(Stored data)
"""
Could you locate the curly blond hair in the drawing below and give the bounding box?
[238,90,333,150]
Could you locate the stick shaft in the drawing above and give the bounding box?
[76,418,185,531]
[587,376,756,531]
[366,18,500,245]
"""
> **Aim of the exercise**:
Look above for the line containing "Could you locate the stick", then transcribe it and all lines after it through the last, exactly and with nothing else.

> **Answer below**:
Could you locate the stick shaft in the drawing above and give the bounding box?
[76,418,185,531]
[587,376,756,531]
[366,18,500,245]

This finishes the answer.